## YOUR INSTRUCTIONS:
Give back the line below containing "290L108 322L116 307L111" and every later line, exactly.

┄┄┄┄┄┄

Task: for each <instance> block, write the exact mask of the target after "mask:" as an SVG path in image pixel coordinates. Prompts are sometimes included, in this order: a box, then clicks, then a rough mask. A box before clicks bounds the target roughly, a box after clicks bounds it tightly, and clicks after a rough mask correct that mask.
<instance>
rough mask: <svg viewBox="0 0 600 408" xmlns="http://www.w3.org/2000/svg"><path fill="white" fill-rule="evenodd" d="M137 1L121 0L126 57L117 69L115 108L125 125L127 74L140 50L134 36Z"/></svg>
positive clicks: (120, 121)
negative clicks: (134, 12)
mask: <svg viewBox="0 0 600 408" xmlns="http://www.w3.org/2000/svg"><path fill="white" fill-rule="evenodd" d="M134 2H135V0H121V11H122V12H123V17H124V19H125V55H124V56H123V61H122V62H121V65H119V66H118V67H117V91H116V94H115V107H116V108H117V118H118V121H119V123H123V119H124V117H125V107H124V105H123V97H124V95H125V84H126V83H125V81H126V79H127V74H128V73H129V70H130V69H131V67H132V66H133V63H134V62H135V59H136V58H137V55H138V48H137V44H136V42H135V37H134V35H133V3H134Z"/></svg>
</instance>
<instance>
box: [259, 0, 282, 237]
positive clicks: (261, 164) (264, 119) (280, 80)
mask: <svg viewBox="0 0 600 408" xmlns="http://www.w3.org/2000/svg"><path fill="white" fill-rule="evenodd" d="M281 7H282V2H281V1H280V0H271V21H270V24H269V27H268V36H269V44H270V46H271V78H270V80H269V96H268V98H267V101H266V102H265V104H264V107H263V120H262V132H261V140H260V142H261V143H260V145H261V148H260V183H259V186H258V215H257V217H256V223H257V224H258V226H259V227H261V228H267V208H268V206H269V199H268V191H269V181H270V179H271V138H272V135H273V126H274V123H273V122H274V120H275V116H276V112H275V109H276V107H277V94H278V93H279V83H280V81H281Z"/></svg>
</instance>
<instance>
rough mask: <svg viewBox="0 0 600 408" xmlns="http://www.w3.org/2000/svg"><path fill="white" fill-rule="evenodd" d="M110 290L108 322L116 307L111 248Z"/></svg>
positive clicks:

┄┄┄┄┄┄

## WRITTEN ANSWER:
rough mask: <svg viewBox="0 0 600 408" xmlns="http://www.w3.org/2000/svg"><path fill="white" fill-rule="evenodd" d="M110 290L108 322L116 307L111 248Z"/></svg>
positive clicks:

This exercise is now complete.